### [ASSIGNMENT]
Go through the records below and copy out every line holding "points".

**** GIVEN RECORDS ****

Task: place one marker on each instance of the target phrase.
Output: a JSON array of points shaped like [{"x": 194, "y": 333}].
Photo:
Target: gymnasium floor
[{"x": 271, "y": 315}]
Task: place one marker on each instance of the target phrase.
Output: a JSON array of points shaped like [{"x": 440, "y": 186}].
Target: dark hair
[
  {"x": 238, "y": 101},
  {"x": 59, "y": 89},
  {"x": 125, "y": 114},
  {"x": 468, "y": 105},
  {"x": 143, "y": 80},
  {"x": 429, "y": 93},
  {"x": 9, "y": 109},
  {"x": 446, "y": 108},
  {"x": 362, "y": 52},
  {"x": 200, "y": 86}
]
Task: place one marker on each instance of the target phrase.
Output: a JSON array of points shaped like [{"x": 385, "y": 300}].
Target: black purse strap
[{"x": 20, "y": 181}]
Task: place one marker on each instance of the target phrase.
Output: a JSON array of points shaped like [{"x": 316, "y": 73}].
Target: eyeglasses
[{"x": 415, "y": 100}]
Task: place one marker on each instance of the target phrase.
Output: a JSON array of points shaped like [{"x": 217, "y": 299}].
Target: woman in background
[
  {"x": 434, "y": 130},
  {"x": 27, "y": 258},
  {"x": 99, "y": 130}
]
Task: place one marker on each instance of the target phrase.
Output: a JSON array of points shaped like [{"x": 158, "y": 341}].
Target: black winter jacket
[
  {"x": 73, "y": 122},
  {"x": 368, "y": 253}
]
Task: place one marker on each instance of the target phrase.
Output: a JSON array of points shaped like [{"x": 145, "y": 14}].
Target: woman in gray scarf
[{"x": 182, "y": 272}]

****

### [SOLUTION TO THE PROBLEM]
Output: a JSON array of points shaped like [{"x": 194, "y": 333}].
Output: a JSON array of points shaped like [{"x": 440, "y": 186}].
Output: a JSON array of points shaped like [{"x": 385, "y": 300}].
Output: a JSON array of points shaped like [{"x": 316, "y": 73}].
Output: a JSON array of points shaped like [{"x": 217, "y": 299}].
Output: a JSON array of points shaped like [{"x": 158, "y": 341}].
Output: a JSON array of points shaped like [{"x": 145, "y": 14}].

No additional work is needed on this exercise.